▶ [TASK DETAILS] Print out every record below, exactly as written.

Data entries:
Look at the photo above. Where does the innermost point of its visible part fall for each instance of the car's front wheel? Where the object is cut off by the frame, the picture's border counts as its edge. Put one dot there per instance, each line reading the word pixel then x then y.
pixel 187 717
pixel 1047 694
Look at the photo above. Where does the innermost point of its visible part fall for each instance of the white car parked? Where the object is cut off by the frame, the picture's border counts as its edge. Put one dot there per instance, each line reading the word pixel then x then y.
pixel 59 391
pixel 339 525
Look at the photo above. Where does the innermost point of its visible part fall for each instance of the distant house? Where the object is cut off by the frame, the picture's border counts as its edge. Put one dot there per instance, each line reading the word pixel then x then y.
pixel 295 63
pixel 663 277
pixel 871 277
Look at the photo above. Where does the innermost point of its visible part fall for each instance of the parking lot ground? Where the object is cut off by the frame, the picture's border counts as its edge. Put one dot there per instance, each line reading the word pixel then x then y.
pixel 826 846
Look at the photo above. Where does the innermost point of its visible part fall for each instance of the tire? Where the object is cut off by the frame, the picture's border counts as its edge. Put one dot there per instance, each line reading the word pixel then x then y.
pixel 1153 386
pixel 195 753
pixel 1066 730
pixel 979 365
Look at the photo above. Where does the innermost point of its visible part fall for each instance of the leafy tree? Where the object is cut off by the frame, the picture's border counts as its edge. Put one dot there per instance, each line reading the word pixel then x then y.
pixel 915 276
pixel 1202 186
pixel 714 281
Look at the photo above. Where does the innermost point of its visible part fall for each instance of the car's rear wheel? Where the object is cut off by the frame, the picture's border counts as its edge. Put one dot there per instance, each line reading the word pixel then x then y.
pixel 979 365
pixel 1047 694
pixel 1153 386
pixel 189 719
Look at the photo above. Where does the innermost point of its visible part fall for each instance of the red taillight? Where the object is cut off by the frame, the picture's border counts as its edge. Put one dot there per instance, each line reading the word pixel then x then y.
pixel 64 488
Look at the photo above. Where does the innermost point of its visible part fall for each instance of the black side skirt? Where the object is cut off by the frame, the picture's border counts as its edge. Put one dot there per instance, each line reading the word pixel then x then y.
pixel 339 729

▶ [TASK RESULT]
Look at the photo above. Where does the innermost point of its visible part fall for each instance of the car's front wheel? Where the object is cut off by the frame, the picture's border counts as its edge. Put one dot there per instance, each line reading the word pixel then x then y.
pixel 187 717
pixel 1047 694
Look at the photo above. Where does the innermost point of its visible part fall for each instance of the white car parked? Where the object is cut off by the frame, the picture's border counts as its edge. Put one dot there per instance, each line reading the word pixel then x then y.
pixel 59 391
pixel 339 525
Look at the photo above. Where does the innermost point of its visible part fall for each instance of the distant house? Where the object is cut off by the frame, the picture's border counts as its edge. Put one dot there per instance, each line reading the word pixel then x then y.
pixel 295 63
pixel 663 277
pixel 871 277
Look at the photo above. Where does the innermost point of its visible part fall for each instance of the parking lot ground? Where the object is cut off by the frame, the picture's border counts as its edge. Put one dot there per instance, each line reading the word pixel then x then y.
pixel 826 846
Look at the photo above. Where does the innermost point of its visible part fall for each instance of the tire? Where the object is cut off by the frame, the picture's border counts as its edge. Put one dot there per instance, each line reading the word pixel then x then y.
pixel 1153 386
pixel 195 753
pixel 1066 730
pixel 979 365
Look at the photo above. Where does the innermost point of its visible part fall for each instance of the leafy tree? Where the object is cut off by the frame, the picture's border counts as its edge. Put one dot there per instance, each line reading the word pixel then x then y.
pixel 915 276
pixel 1202 186
pixel 714 281
Look at the photo above. Where does the innermost point of its visible part fall for each instance of the car's rear wheel? Where the object is cut off by the frame, the picture's border counts as its edge. Put one dot there per instance, each line reading the word pixel then x then y.
pixel 979 365
pixel 1047 694
pixel 1153 386
pixel 189 719
Look at the photo above. Where does the innermost point of its visible part fall for each instance of the red taillight? Where the object is cut off by the frame, the picture's border counts as its edge. Put one dot there per instance, each line reading the word pixel then x then y.
pixel 64 488
Look at the photo above. Where does the innermost point of its visible part fall for each instance of the black side skirt? Where the object is cut off by the frame, the picture's border counts as its edge. Put one dot there per instance, each line reading the word pixel then x then y.
pixel 339 729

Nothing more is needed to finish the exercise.